* TASK DIRECTIONS
Show every line of the records that contains the string "sock".

-- Begin DATASET ENTRIES --

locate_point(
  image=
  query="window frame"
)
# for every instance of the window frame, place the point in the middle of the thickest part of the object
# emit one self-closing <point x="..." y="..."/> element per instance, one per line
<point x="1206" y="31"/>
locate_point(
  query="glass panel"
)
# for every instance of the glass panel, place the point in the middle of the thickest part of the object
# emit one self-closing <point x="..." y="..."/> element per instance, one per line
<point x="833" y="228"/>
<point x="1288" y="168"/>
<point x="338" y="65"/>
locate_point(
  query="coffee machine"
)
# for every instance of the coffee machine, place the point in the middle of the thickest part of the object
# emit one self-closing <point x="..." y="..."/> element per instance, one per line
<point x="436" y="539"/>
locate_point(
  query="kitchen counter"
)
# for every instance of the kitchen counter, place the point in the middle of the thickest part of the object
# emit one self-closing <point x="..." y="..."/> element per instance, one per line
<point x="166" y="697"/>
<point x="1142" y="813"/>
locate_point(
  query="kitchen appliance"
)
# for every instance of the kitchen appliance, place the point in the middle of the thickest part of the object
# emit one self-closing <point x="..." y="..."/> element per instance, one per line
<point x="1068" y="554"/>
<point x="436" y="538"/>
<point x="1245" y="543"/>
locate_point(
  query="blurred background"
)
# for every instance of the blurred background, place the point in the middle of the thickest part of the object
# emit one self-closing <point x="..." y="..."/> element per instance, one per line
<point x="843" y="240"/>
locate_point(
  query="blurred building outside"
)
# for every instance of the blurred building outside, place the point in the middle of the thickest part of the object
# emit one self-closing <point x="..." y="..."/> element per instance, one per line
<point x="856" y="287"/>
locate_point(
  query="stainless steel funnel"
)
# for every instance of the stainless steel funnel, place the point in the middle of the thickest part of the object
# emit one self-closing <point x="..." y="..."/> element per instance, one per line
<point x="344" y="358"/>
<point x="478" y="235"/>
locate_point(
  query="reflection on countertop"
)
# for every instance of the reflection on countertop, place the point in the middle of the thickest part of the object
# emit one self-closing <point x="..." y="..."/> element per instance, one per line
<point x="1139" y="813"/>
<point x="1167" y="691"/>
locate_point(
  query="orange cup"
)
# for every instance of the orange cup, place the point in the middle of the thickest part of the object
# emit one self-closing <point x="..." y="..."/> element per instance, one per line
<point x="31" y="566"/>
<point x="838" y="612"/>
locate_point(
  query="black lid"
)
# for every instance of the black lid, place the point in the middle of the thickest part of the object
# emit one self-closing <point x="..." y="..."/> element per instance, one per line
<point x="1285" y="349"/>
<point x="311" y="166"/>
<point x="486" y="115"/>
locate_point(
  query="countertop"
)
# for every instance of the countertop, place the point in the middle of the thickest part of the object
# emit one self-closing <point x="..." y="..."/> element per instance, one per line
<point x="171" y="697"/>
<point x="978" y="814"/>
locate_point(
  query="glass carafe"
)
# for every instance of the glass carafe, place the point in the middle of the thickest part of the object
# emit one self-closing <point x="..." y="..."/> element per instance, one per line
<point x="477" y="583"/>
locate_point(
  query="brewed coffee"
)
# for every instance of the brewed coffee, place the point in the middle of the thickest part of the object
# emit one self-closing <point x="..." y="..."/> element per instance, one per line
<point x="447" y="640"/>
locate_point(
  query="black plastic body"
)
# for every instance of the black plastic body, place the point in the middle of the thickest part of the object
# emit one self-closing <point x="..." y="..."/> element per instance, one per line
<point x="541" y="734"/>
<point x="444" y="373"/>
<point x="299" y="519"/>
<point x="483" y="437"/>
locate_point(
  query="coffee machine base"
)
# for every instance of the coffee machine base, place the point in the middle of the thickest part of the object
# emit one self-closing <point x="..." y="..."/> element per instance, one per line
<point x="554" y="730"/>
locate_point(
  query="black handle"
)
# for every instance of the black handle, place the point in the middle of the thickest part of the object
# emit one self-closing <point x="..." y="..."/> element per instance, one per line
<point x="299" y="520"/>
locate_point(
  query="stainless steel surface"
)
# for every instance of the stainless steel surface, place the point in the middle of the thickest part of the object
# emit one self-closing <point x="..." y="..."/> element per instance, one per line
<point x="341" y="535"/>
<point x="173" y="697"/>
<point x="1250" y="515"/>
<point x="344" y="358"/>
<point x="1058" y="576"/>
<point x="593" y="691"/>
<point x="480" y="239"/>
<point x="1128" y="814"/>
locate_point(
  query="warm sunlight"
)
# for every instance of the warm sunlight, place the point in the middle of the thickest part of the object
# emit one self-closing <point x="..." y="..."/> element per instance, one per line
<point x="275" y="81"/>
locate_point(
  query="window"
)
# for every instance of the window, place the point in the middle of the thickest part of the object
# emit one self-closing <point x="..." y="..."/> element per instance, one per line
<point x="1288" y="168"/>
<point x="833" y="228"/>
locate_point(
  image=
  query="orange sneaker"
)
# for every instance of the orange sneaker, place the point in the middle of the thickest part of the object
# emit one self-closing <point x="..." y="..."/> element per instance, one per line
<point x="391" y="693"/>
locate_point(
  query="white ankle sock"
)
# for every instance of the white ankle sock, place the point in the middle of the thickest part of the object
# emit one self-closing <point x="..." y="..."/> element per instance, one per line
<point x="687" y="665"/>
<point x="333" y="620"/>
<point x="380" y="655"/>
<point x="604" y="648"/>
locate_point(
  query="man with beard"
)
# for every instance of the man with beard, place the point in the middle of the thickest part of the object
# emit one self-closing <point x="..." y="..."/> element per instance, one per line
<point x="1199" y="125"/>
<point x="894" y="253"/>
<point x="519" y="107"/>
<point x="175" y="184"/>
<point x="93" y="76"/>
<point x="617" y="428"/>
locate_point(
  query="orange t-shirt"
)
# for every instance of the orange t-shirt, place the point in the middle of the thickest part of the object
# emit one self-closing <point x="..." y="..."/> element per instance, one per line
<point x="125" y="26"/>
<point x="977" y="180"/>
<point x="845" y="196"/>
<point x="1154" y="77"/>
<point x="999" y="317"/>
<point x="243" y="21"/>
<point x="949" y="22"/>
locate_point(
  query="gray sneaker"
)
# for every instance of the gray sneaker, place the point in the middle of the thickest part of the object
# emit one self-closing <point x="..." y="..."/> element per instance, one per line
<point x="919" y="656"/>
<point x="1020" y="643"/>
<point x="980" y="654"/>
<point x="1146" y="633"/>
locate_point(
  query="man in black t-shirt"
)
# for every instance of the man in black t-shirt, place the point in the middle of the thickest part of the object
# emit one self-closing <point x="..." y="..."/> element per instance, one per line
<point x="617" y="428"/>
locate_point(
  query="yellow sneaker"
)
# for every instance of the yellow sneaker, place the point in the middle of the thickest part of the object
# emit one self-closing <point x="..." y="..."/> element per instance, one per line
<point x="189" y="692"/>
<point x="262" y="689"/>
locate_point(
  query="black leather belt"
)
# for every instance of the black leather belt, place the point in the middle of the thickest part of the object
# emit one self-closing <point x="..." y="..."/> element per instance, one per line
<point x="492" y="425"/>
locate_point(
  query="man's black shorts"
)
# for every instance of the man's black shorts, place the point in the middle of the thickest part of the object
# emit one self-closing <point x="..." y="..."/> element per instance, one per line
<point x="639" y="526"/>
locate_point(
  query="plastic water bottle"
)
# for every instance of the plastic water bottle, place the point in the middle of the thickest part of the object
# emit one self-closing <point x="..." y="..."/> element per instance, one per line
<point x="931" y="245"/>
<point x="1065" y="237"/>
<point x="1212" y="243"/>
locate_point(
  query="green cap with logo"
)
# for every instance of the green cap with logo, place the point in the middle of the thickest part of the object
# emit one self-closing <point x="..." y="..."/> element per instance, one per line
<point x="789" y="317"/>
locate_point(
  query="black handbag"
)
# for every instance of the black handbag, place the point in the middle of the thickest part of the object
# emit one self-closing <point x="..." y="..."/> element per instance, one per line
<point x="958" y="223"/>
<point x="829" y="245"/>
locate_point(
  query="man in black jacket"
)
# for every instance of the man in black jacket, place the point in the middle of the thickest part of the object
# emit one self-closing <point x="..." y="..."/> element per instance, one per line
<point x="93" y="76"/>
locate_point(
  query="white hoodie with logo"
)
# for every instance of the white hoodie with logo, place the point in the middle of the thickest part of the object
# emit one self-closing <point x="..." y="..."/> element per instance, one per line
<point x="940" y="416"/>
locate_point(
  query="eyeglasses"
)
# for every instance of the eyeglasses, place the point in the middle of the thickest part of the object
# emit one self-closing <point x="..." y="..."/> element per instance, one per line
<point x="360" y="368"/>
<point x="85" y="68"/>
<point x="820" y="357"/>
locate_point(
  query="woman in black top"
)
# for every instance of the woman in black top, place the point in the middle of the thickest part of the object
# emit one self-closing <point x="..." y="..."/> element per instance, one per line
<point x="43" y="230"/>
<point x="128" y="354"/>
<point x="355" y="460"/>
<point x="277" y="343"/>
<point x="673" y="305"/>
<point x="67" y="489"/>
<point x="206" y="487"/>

-- End DATASET ENTRIES --

* RESULT OF THIS TASK
  query="white ankle sock"
# for every instance of the white ankle sock, place the point in the middle of the thickest part of the object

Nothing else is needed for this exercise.